• Problem statement:
Only the number is wanted: how many lines in the data contain "sedan"?

• Records from a dataset:
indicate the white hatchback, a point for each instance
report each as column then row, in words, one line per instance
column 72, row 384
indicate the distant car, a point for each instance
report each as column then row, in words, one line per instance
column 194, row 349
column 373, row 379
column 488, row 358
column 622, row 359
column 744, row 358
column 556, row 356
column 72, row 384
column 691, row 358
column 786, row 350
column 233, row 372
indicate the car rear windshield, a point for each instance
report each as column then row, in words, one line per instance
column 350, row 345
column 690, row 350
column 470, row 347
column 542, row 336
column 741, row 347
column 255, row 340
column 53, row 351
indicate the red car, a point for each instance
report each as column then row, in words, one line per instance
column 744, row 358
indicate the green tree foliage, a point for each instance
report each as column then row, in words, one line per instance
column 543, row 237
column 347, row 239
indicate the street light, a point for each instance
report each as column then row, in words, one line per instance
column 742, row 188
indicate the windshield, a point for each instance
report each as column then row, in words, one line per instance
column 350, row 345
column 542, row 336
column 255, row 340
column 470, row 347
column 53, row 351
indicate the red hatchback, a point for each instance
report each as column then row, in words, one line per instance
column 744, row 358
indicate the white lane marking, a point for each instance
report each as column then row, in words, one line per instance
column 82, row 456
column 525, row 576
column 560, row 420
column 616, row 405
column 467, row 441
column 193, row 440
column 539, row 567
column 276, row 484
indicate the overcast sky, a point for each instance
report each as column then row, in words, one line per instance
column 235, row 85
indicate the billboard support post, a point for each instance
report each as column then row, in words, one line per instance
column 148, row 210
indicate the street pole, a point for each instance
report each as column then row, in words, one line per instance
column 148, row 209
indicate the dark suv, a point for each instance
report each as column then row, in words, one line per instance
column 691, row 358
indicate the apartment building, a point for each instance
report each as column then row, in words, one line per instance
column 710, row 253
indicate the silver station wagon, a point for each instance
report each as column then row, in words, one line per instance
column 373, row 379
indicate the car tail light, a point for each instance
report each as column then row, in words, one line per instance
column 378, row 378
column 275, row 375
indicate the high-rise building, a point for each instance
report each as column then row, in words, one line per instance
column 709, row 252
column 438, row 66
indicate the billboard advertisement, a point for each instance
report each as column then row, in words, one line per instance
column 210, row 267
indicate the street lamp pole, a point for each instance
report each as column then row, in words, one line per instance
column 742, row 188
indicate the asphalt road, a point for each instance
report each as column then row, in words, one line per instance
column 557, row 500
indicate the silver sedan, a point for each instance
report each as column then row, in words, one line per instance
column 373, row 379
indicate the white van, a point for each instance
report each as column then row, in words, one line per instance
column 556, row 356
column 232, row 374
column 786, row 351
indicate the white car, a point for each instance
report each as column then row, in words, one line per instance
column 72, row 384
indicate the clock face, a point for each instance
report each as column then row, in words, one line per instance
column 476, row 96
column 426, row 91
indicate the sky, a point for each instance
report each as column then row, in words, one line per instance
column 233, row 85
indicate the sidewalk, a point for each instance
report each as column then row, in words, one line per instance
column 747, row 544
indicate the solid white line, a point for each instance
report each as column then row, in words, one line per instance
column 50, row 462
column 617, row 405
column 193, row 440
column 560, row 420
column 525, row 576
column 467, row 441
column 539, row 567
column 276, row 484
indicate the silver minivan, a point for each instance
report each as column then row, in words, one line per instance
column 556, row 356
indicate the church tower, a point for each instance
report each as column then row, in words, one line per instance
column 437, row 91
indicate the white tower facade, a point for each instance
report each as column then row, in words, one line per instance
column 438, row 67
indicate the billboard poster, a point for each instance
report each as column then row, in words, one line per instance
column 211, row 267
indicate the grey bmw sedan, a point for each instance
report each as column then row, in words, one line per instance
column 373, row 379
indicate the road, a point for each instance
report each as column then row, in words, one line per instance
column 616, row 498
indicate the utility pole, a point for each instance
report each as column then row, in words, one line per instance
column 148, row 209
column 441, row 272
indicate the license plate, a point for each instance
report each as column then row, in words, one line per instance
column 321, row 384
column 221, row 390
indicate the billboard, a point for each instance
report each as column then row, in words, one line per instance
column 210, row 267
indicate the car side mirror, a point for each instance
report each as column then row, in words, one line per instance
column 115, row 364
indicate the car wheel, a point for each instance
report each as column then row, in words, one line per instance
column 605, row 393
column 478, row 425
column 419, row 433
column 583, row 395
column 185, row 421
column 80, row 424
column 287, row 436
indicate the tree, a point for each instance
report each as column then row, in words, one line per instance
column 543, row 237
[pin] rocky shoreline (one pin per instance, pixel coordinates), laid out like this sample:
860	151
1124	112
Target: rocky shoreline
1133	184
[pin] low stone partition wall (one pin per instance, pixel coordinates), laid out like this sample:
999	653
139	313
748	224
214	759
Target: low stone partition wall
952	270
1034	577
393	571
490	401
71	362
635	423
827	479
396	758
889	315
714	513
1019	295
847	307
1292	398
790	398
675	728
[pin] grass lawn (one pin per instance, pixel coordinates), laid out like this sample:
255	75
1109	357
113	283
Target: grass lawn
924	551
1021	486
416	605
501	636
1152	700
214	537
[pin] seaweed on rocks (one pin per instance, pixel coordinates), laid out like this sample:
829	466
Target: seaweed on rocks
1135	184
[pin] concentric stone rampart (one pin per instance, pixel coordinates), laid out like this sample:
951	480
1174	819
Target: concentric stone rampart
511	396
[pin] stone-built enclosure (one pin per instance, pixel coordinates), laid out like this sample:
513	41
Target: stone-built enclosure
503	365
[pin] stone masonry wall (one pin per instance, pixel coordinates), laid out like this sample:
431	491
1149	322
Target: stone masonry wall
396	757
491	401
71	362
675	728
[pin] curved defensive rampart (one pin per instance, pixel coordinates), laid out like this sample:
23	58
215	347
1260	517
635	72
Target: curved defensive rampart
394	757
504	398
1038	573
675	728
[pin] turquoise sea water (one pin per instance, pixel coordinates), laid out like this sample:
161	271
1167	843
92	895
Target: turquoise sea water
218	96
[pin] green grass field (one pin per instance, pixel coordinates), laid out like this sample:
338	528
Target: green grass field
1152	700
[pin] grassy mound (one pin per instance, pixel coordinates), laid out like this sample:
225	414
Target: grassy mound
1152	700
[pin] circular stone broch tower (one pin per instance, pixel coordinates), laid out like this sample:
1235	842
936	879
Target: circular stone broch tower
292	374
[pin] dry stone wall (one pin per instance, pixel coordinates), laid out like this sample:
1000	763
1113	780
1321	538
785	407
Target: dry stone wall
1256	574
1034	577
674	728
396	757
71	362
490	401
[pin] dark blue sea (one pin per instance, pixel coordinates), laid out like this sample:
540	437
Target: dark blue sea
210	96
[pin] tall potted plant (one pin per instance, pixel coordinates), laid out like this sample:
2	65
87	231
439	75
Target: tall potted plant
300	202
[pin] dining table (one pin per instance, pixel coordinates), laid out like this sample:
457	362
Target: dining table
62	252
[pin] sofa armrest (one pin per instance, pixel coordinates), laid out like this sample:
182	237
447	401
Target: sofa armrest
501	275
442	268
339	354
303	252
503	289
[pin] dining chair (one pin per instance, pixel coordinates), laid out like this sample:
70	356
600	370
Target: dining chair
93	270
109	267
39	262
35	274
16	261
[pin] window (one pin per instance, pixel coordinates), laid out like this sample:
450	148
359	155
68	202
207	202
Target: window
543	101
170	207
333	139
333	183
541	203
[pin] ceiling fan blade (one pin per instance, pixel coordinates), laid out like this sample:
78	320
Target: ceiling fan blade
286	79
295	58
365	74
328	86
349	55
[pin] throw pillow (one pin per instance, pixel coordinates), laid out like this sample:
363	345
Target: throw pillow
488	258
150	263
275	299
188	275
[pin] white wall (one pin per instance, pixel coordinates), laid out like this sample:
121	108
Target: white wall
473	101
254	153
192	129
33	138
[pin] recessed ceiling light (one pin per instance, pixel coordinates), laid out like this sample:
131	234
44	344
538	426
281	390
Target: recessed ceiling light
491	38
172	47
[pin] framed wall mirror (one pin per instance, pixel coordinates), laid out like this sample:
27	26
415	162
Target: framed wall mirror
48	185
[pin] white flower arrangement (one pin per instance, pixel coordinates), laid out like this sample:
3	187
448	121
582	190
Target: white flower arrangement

• Task result:
2